Records:
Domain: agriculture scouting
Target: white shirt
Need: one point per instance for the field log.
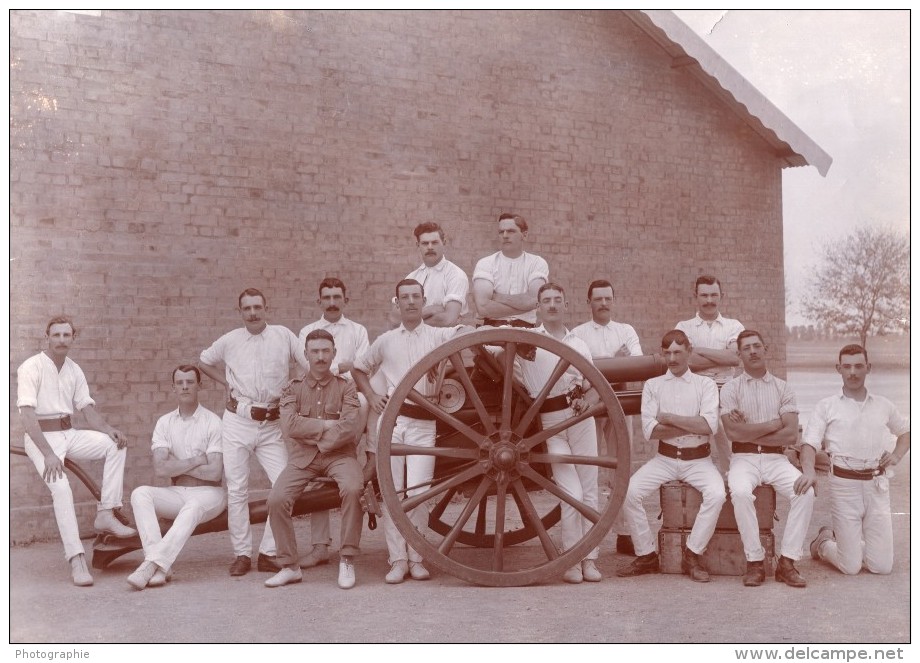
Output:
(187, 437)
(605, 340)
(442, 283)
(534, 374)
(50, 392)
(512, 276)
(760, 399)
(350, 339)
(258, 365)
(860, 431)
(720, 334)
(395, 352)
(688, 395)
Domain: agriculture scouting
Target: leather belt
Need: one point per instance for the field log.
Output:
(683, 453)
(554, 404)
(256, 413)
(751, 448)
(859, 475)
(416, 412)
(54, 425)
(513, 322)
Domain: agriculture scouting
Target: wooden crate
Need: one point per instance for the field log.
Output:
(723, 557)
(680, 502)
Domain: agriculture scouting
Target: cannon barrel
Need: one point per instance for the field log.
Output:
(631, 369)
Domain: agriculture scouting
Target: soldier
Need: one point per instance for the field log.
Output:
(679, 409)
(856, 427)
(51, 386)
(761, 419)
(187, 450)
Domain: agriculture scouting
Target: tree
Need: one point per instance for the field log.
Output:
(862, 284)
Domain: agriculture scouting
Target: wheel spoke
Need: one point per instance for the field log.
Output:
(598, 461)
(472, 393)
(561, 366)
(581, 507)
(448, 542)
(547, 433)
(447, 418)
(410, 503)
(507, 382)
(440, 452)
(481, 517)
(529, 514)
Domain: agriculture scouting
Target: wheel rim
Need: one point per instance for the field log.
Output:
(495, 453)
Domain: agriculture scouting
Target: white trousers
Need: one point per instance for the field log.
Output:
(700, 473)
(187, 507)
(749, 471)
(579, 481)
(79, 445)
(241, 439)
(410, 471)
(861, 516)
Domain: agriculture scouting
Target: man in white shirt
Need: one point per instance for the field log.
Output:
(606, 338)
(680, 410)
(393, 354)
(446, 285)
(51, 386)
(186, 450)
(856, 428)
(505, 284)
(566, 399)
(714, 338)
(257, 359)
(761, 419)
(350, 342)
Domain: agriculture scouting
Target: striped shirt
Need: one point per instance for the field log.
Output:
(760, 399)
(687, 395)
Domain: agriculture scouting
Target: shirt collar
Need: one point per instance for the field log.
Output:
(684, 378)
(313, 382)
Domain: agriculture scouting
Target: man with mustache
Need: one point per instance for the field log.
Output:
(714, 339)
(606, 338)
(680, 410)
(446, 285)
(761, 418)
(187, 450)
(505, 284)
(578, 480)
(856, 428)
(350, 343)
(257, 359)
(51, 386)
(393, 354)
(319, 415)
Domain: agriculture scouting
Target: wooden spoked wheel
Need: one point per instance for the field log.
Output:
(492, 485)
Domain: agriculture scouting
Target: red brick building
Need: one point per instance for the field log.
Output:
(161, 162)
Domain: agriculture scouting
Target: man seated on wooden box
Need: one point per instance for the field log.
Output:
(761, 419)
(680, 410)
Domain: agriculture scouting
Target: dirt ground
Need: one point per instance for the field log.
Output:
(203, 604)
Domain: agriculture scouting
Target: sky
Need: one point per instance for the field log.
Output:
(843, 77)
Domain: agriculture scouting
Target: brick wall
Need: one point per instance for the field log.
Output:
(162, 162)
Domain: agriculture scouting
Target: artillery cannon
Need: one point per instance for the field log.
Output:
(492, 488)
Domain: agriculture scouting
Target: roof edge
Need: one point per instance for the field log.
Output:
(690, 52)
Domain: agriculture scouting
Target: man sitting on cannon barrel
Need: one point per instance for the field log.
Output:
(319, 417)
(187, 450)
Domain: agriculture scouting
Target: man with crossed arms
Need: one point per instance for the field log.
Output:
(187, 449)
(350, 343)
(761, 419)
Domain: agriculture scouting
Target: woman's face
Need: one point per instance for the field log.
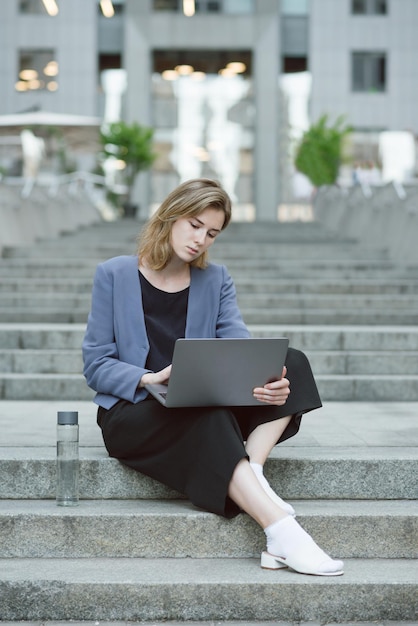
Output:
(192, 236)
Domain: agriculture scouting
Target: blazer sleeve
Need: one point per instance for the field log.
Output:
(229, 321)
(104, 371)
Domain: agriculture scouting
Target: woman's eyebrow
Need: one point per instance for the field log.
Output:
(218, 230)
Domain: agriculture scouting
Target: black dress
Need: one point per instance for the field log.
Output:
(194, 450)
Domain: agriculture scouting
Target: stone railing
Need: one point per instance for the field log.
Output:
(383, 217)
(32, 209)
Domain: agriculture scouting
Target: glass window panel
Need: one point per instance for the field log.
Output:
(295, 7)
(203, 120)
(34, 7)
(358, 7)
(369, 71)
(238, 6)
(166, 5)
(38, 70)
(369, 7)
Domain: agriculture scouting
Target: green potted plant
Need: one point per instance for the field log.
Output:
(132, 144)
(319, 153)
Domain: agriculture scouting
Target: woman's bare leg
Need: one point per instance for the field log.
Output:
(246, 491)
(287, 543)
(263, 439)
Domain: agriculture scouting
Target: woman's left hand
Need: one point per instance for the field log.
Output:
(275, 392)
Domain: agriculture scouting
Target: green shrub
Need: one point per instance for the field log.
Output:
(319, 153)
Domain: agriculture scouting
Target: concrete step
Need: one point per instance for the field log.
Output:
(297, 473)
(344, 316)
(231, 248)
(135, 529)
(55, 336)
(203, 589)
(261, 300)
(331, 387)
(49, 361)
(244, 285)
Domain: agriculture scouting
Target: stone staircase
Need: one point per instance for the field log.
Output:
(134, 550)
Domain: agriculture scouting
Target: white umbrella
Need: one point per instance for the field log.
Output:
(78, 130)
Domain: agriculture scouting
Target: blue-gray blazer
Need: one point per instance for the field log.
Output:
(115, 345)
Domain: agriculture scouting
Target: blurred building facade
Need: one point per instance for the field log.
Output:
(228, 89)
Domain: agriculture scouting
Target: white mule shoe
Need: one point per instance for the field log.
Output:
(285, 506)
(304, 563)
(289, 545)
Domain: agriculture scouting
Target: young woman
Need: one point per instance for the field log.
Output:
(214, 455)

...

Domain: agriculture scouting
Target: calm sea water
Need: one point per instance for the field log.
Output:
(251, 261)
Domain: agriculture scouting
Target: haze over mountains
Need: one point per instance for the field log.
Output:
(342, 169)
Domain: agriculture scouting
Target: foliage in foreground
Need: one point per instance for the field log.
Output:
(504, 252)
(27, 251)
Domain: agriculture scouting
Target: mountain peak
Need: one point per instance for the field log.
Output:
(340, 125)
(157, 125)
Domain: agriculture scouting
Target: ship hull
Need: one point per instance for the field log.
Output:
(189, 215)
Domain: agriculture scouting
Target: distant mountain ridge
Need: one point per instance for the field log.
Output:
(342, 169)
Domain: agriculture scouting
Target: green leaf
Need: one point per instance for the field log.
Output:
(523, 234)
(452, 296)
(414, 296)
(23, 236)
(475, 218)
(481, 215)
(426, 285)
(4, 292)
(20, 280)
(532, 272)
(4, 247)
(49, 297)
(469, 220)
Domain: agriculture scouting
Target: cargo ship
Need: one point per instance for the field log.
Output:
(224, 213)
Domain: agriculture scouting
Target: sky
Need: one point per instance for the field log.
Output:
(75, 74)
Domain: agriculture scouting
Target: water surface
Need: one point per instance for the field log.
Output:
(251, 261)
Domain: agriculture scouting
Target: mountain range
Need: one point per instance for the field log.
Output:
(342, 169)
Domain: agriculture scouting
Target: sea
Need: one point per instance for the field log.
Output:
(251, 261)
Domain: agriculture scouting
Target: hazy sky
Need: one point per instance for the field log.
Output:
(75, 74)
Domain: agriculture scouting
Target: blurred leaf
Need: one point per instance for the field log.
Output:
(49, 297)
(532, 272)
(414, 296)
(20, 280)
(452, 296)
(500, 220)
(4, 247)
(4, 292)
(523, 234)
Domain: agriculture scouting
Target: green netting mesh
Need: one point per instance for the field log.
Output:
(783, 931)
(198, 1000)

Exercise directions: Pull out every line of the listing above that contains the string "building", treating uppercase and lowercase as different.

Full response:
Target: red brick building
Target: blurred building facade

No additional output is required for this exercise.